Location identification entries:
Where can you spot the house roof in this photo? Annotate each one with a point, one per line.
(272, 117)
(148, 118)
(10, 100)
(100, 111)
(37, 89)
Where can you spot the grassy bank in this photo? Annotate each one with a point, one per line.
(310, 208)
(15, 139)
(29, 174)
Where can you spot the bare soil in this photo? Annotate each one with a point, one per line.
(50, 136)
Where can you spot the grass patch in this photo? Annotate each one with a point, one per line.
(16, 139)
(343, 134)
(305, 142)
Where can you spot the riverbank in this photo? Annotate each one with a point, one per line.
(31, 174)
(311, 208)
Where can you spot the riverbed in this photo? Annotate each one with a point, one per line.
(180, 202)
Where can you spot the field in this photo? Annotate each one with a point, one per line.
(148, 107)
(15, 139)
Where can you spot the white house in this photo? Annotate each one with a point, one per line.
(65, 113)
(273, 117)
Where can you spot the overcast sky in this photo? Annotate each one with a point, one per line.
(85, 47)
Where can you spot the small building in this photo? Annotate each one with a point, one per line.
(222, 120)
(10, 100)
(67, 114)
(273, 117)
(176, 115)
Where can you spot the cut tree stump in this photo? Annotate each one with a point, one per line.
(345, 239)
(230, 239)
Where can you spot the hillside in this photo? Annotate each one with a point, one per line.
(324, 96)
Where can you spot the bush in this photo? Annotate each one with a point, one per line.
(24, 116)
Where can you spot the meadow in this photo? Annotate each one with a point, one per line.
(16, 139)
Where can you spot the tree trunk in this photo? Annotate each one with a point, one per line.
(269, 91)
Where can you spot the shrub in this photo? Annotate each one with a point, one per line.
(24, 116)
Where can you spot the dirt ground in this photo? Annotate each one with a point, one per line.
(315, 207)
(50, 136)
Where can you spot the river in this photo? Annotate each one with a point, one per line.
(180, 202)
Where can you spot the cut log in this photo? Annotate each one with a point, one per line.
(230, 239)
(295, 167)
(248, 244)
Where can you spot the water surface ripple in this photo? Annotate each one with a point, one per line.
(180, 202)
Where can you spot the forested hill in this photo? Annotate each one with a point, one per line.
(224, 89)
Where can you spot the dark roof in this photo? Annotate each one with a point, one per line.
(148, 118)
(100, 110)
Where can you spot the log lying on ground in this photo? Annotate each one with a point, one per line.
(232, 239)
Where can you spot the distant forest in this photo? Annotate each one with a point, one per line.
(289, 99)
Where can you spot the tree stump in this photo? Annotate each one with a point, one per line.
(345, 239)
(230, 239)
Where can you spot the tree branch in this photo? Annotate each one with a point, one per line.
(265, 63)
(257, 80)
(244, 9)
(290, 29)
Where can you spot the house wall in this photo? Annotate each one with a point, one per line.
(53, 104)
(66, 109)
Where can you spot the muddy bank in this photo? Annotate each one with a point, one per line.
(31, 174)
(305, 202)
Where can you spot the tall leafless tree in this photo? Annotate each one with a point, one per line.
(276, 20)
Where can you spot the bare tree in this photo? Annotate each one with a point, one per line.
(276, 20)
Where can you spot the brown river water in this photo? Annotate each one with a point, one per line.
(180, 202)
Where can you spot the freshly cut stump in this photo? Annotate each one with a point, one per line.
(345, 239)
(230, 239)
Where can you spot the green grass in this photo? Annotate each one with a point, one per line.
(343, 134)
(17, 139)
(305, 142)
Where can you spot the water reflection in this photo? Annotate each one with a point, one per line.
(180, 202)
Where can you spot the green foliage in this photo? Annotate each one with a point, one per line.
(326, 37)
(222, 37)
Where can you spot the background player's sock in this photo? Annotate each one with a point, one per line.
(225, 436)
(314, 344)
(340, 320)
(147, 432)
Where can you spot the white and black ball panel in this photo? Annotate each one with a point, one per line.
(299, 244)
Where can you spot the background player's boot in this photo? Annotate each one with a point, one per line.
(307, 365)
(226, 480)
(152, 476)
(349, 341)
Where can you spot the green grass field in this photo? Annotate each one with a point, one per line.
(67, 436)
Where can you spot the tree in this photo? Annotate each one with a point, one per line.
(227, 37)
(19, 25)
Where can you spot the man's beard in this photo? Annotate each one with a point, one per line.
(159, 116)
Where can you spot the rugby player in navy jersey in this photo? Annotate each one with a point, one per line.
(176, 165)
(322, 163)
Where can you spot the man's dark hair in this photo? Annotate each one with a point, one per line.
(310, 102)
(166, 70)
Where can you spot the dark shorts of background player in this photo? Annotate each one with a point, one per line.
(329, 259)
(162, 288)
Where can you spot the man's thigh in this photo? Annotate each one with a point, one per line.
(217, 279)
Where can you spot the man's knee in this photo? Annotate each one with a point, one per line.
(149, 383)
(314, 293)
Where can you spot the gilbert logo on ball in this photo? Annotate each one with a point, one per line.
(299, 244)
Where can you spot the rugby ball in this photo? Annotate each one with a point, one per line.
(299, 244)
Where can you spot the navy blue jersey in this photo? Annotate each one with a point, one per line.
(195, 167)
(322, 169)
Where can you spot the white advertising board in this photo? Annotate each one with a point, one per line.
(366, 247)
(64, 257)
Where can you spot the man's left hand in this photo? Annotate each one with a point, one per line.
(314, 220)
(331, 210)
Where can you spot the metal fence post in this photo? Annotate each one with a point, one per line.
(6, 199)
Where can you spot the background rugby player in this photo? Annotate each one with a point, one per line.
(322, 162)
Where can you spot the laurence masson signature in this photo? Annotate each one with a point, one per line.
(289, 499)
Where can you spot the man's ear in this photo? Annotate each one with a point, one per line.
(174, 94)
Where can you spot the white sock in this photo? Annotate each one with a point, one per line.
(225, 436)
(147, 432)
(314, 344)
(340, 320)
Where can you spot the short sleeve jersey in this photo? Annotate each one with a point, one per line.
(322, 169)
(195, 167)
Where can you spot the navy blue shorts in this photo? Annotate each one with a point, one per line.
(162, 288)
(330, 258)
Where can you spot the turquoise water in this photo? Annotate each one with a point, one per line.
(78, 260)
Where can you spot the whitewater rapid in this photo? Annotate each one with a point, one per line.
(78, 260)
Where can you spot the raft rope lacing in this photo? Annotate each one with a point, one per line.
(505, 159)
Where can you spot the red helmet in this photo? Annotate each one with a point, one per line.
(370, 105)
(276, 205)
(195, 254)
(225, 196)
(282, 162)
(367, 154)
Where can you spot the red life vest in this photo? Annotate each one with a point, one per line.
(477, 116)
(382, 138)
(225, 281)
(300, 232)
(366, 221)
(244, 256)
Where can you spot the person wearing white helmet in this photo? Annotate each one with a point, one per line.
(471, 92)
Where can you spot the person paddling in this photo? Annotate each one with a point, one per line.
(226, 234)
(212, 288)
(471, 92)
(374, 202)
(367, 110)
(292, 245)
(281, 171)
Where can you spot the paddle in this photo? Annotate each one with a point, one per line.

#### The task:
Transcribe the material above word for word.

#### Response to the exercise:
Where can you spot the house roof in this photo? Annotate each one with a point, one per line.
(272, 117)
(148, 118)
(10, 100)
(100, 111)
(37, 89)
Where can you spot the grassy bank in this photo? Annotate each one with a point, one per line.
(310, 208)
(15, 139)
(29, 174)
Where can you spot the bare soil in this photo? Annotate each one with a point, one per line.
(50, 136)
Where can you spot the grass patch in this photo? Annotate each one with a point, one per line.
(16, 139)
(343, 134)
(305, 142)
Where can you spot the riverbank in this photo? Annotate each one with a point, one per line.
(31, 174)
(311, 208)
Where can you spot the riverbed in this photo? Annotate each one with a point, one per line.
(180, 202)
Where can you spot the field in this photo? Annotate each one with a point, one per line.
(148, 107)
(15, 139)
Where can you spot the white house in this photo? Annotate each one with a point, one per line.
(65, 113)
(273, 117)
Where can you spot the overcast sky in this photo? Annotate each one with a point, one per line.
(85, 47)
Where can you spot the small building in this photo? Annotate each one with a point, one per line.
(222, 120)
(10, 100)
(67, 114)
(273, 117)
(176, 115)
Where can you spot the cut tree stump in this photo? Annotate each one with a point, one per line.
(345, 239)
(230, 239)
Where can you spot the hillside in this photo? Annotate each one with a point, one per line.
(324, 96)
Where can you spot the bush in this photo? Annotate each one with a point, one per line.
(24, 116)
Where can you spot the meadow in this photo? Annotate each one with a point, one per line.
(16, 139)
Where can you spot the tree trunk in this photo? Annotate each one with a point, one per line.
(269, 91)
Where can you spot the shrub in this photo? Annotate each one with a point, one per line.
(24, 116)
Where can you spot the dirt ground in this photo? Annotate each one with a point, one per line.
(315, 207)
(50, 136)
Where can you spot the river in this photo? Annotate each one with a point, one per line.
(180, 202)
Where can you spot the cut log in this photo? Annotate each one with a point, one per line.
(230, 239)
(295, 167)
(248, 244)
Where can you spot the water surface ripple in this photo? Annotate each one with a point, one per line.
(180, 202)
Where can you spot the forested hill in this photo? Annotate each one with a point, one per line.
(224, 89)
Where can you spot the dark roof in this photo? Annotate each one with a point, one per line.
(148, 118)
(100, 110)
Where can you spot the log lying on ground in this photo? Annotate each one with a point, one per line.
(232, 239)
Where can you spot the distant forest in this photo? Annotate each one with a point, one per line.
(289, 99)
Where can you spot the tree stump in this photo? Annotate each one with a point, one per line.
(345, 239)
(230, 239)
Where can you spot the tree branch in this photo? Annotate each one with a point, one per line.
(265, 63)
(257, 80)
(244, 9)
(290, 29)
Where can you spot the house wall in this photo? Annotate each one with a point, one per line.
(53, 104)
(66, 109)
Where can you spot the muddy bank in this photo? Annotate each one with a point, one per line.
(31, 174)
(305, 202)
Where can you spot the tall leafless tree in this photo? Annotate each one with a point, one per line.
(276, 20)
Where can you spot the bare tree in this photo? Annotate each one with a point, one per line.
(276, 20)
Where can you spot the brown river water in this photo? Annotate each one with a point, one per line.
(180, 202)
Where can you spot the freshly cut stump in this photo? Annotate each one with a point, one per line.
(345, 239)
(230, 239)
Where can you spot the green grass in this photo? Annotate each one with a point, one per line.
(343, 134)
(17, 139)
(305, 142)
Where can you spot the water reflection in this photo? Annotate each one with a point, one per line.
(180, 202)
Where can you spot the green foliage in this photo? Annotate each one with a point, one per line.
(326, 37)
(222, 37)
Where can you spot the background player's sock in this photo? Annotate each one with a point, one per line.
(225, 436)
(314, 344)
(340, 320)
(147, 432)
Where can you spot the white and black ball panel in this photo? Annotate each one with a point, one per line.
(299, 244)
Where can you spot the background player's boot in this photo? Annotate each one with a point, one per line.
(307, 365)
(226, 480)
(152, 476)
(349, 341)
Where can you spot the green grass field in this photo? Annotate each one with a point, one per line.
(67, 436)
Where can you spot the tree in this photo? Annotate each one with a point, one per line.
(227, 37)
(19, 25)
Where can you spot the man's beard in this photo? Annotate each one with a point, one per line.
(159, 116)
Where can you spot the rugby player in navy jersey in this photo? Annotate each one with a point, one per line.
(176, 165)
(322, 163)
Where can you spot the man's dark hair in this photo? Annotate each one with a point, one per line.
(310, 102)
(166, 70)
Where can you spot the dark shorts of background player in this photo? Annotate each one with a point, one per line.
(329, 259)
(162, 288)
Where can you spot the man's thigh in this photo? Annotate each one with a point, one per line.
(217, 279)
Where can you spot the man's knee in this photo? Annotate each one with a point, one per line.
(149, 383)
(314, 293)
Where can you spot the gilbert logo on ball in this photo? Annotate each one with a point, one per line.
(299, 244)
Where can you spot the rugby ball in this photo? Annotate each one with a point, one per line.
(299, 244)
Where can you spot the navy blue jersey in this photo? Annotate each one with a point, one per line.
(195, 167)
(322, 169)
Where can you spot the white advertising board in this photo? Annotate each one with a point, one per line.
(366, 247)
(64, 257)
Where can you spot the man's left hand in this photo? Annotate each one with a point, one per line.
(314, 220)
(331, 210)
Where can you spot the metal fence post in this photo? Annotate each one with a point, one per line.
(6, 199)
Where can you spot the background rugby player in this photo? Annotate each one with a point, one per line.
(322, 162)
Where can you spot the laurence masson signature in this photo? Annotate each one with a point, one per line.
(289, 499)
Where can you spot the man's ear in this photo? Annotate each one with a point, one per line.
(174, 94)
Where can you spot the white sock in this photo? Annotate each one with a point, one per line.
(225, 436)
(147, 432)
(314, 344)
(340, 320)
Where can you spot the short sleeve jersey in this photo? Annotate each one with a point, one per line.
(322, 169)
(195, 167)
Where can you spot the navy blue shorts in this photo? Annotate each one with a point, one per line.
(162, 288)
(330, 258)
Where can you spot the turquoise water in this photo? Annotate each one with a point, one per line.
(78, 260)
Where can you spot the whitewater rapid in this photo? Annotate each one with a point, one per line.
(78, 260)
Where can you spot the raft rope lacing in this photo? Annotate each one with a point, one per line.
(505, 159)
Where can you spot the red helmet in this photo? Annotate each one with a point, one per line.
(370, 105)
(276, 205)
(195, 254)
(225, 196)
(282, 162)
(367, 154)
Where can you spot the red life vest in this photo? Annotate each one with a point, one per line.
(477, 116)
(382, 138)
(225, 281)
(300, 232)
(366, 221)
(244, 256)
Where can you spot the person wearing white helmet in this photo? Annotate each one with a point, one per line.
(471, 92)
Where can you spot the person paddling in this photo? Annotate each one with a point, one per line.
(226, 234)
(212, 288)
(471, 92)
(374, 202)
(367, 110)
(292, 245)
(281, 171)
Where can you spot the paddle in this photo? Annotate each one with a point, one per line.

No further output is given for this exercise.